§ Alıştırma
Aşağıdaki kayıtların tamamını satır satır, hiçbir şeyini değiştirmeden geri döndür. Resimleri cevaba alma.

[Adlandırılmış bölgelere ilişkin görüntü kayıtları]
——————————
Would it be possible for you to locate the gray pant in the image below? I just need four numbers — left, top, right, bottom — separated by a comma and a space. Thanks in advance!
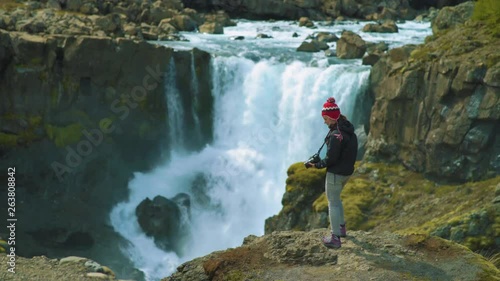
325, 172, 350, 236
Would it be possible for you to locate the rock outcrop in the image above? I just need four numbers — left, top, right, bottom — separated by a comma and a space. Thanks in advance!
183, 0, 426, 20
136, 193, 191, 256
367, 1, 500, 182
162, 229, 500, 281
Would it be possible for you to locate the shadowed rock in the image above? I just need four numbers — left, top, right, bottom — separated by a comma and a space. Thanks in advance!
135, 193, 190, 254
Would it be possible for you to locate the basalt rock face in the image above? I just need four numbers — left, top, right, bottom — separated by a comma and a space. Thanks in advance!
136, 193, 191, 256
0, 31, 212, 279
183, 0, 415, 20
367, 4, 500, 182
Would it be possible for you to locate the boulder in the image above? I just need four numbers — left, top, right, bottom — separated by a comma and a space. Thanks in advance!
362, 20, 398, 33
199, 22, 224, 34
136, 194, 190, 254
299, 17, 314, 27
297, 40, 329, 52
431, 1, 474, 33
337, 31, 366, 59
168, 15, 198, 31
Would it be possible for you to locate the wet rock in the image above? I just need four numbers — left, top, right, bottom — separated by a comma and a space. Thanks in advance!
136, 194, 190, 254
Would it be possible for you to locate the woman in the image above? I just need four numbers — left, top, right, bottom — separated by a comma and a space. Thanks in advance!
306, 97, 358, 248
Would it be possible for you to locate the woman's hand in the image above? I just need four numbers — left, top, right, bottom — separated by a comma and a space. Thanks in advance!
304, 162, 316, 169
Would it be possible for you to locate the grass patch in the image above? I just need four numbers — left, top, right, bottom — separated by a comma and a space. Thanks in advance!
0, 0, 24, 11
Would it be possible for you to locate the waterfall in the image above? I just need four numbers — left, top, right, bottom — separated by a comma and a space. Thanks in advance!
111, 56, 369, 280
165, 57, 185, 150
190, 52, 202, 140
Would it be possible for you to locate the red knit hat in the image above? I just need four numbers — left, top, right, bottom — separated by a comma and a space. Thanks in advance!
321, 97, 340, 120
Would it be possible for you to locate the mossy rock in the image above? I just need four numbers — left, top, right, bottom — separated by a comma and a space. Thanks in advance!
45, 123, 83, 147
0, 132, 19, 148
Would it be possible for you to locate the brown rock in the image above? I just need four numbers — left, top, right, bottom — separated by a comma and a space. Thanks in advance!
337, 31, 366, 59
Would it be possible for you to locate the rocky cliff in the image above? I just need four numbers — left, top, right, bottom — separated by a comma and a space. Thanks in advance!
182, 0, 464, 20
162, 229, 500, 281
367, 2, 500, 182
0, 30, 212, 277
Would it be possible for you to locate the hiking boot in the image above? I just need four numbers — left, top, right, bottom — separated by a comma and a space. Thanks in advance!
340, 224, 347, 237
322, 233, 342, 249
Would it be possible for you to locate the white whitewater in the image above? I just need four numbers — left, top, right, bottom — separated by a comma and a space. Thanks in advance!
110, 18, 429, 280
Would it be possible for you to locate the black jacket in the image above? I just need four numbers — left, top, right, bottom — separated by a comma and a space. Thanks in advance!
315, 119, 358, 176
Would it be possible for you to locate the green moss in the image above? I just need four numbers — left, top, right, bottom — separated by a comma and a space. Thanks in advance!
0, 113, 42, 148
62, 76, 80, 93
0, 132, 19, 148
472, 0, 500, 36
50, 88, 59, 107
45, 124, 83, 147
0, 0, 23, 11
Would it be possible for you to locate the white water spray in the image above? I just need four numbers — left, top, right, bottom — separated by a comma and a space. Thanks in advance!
111, 54, 369, 280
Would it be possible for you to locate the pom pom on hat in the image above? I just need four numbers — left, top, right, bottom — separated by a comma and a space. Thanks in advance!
321, 97, 340, 120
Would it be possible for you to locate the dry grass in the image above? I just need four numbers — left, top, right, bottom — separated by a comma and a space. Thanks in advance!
0, 0, 23, 11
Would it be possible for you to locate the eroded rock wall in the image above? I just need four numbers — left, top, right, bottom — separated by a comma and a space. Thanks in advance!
0, 31, 213, 280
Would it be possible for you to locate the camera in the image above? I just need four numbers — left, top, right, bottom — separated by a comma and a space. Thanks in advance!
304, 153, 321, 168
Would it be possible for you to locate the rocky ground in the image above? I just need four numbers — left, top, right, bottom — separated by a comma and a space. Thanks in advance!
162, 229, 500, 281
0, 229, 500, 281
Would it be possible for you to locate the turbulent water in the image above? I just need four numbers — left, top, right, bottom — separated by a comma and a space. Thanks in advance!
111, 21, 431, 280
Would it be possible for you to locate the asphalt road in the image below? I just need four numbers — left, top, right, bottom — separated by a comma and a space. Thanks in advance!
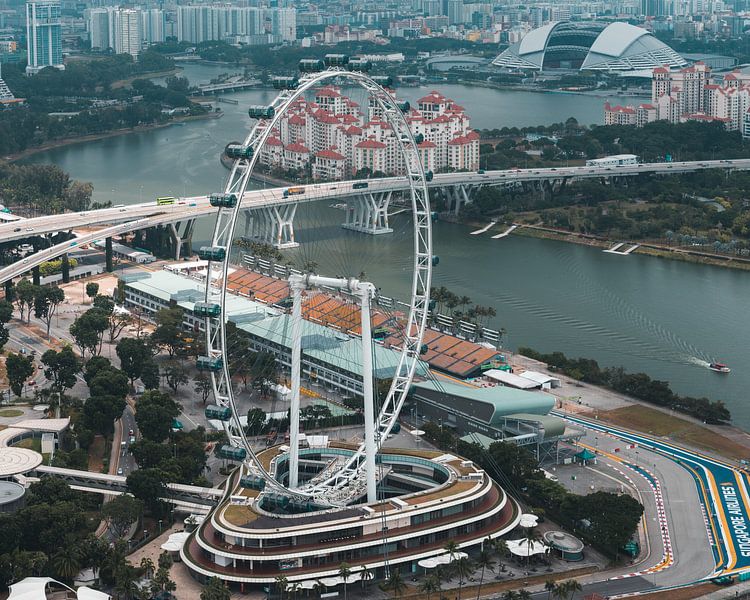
——————————
§ Görevin cevabı
Would it be possible for you to locate the gray pant in the image below? I just need four numbers — left, top, right, bottom — separated by a comma and a space. Thanks in advance!
325, 172, 350, 236
Would it be possible for you to locate the rock outcrop in the image above? I just need four numbers — left, top, right, bottom — separated by a comma and a space. Thanks in advance!
183, 0, 426, 20
136, 193, 191, 256
367, 1, 500, 182
162, 229, 500, 281
Would it be possible for you to locate the shadowed rock in the image above? I just need four numbers — left, top, right, bottom — separated by a comma and a space. Thanks in advance!
135, 193, 190, 254
Would it be possible for you to locate the basalt rock face in the image above? I just need four numbers — left, top, right, bottom — separated by a comma and a space. Thanks in advance!
136, 193, 191, 256
0, 31, 212, 279
183, 0, 415, 20
367, 4, 500, 182
Would it be possible for you to locate the boulder in the image above? I just need four numbers — left, top, right, bottom — separated by a comma and a space. Thanks in advance!
362, 20, 398, 33
199, 22, 224, 34
136, 194, 190, 254
299, 17, 314, 27
297, 40, 329, 52
431, 1, 474, 33
337, 31, 366, 59
168, 15, 198, 31
Would it be possible for you to locate the wet rock in the image above? I just need four numbers — left, top, right, bottom — separated by a comma and a space. Thanks in advance!
136, 194, 190, 254
Would it be possible for you to locate the woman in the image above? I just need four numbers — left, top, right, bottom — separated by a comma and a space. Thanks in advance!
306, 97, 358, 248
Would it be possible for you to locate the woman's hand in the image above? I just need four numbers — left, top, right, bottom — separated by a comma and a space. Thanks in advance!
304, 162, 316, 169
Would it be possible for you to locate the grass patch in the image above? I just need four numbers — left, top, right, bottom — separated by a comma and a space. Thanks in advance!
0, 0, 24, 11
Would it be possible for you to locate the waterfall in the image above? I just need four numbers — left, top, right, bottom — separated by a comma and a space. Thanks in advance!
111, 56, 369, 280
165, 57, 185, 150
190, 52, 202, 140
Would it be possible for you to locate the red knit hat in the image above? I just need four numbers — left, top, right, bottom — separated by a comma and a space. Thanks in advance!
321, 97, 340, 120
Would it be possible for you to locate the mossy rock in the image above? I just need four numbers — left, top, right, bottom — separated by a comma and a space. Thanks in advance!
45, 123, 83, 147
0, 132, 19, 148
Would it be possible for you to locate the brown rock in the image above? I just need four numbers — left, top, right, bottom — separated by a comma and a space. Thanks in advance!
337, 31, 366, 59
Would it be possible for you to locate the rocky cliff in the image above? I just need four numbers — left, top, right, bottom — separated by a comma and a space. Thanks in advance!
182, 0, 464, 20
162, 229, 500, 281
367, 2, 500, 182
0, 30, 212, 277
Would it be possible for you to locate the hiking boot in the image above? I just need four numbers — left, top, right, bottom — separated by a comma and a space. Thanks in advance!
340, 224, 347, 237
322, 233, 342, 249
Would it be possible for you to locate the white whitewater in the image above? I just need four numbers — left, top, right, bottom — separated by a comma and a space. Thanks in advance!
110, 18, 429, 280
Would it be possible for you to locate the black jacket in the image above? I just need four numbers — left, top, right, bottom — separated by a comma and a space. Thanks in advance!
315, 119, 358, 176
Would it be possible for you to locate the green moss in the image above? I just need four numbers — left, top, right, bottom — separated by a comma and a space. Thanks in advance!
0, 113, 42, 148
62, 76, 80, 93
0, 132, 19, 148
472, 0, 500, 36
50, 88, 59, 107
45, 124, 83, 147
0, 0, 23, 11
Would it be possible for you to locate the white water spray in the image above? I just need four numbers — left, top, right, bottom — separated by a comma and a space. Thanks in advance!
111, 54, 369, 280
Would it be possible for you to locate the pom pom on hat in the image above? I just need four numbers — left, top, right, bottom — separated by a comma and a space. Thanks in advance!
321, 97, 340, 120
Would it be possible for you to locate the dry grass in the image above? I just need four numbers — left, top, right, bottom — separated by a comma and a space. Thanks in advance!
0, 0, 23, 11
Would it be possible for you to locate the eroded rock wall in the image above? I just need four numbers — left, top, right, bottom — separated by a comma and a space. Thanks in advance!
0, 31, 213, 280
Would it be possible for you to locate the camera in the image above? I just need four numbers — left, top, right, bottom — separated by a comma and a space. Thanks in advance!
304, 153, 321, 168
Would it be possible for you to locate the rocky ground in the image above? I just need four numbers — left, top, right, bottom — separated by a comma and a space. Thanks in advance!
162, 229, 500, 281
0, 229, 500, 281
Would it be possible for you to locate the turbulent water in the image above? I just need four numbers — left, top, right, bottom — separated by a comma and a space. Thanks in advance!
111, 21, 431, 280
Would it be possible for you to locate the asphalt road in the image below? I just need four numbers — left, top, right, bottom — separated by a comma and a space. Thanks in advance!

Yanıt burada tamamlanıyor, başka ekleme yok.